--- Begin ---

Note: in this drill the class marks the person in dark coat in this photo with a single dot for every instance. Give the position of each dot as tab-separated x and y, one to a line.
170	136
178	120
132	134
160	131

--- End ---

## [REQUIRED TASK]
Copy the records above line for line, keeping every character unchanged.

## [TASK SOLUTION]
Note: in this drill the class marks the person in dark coat in this photo with a single dot for every instance. Give the position of each dot as tab-separated x and y, one to a line.
170	136
178	120
132	134
160	131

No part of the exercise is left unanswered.